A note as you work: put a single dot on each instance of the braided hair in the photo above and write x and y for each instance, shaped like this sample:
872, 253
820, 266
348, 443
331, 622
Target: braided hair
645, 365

Assignment:
The full listing above should be transcribed exactly.

Exercise solution:
A note as you work: put a single dot on each instance of the braided hair in the photo above and write x and y for each instance, shaped like this sample:
872, 253
820, 266
348, 443
331, 622
Target: braided hair
645, 365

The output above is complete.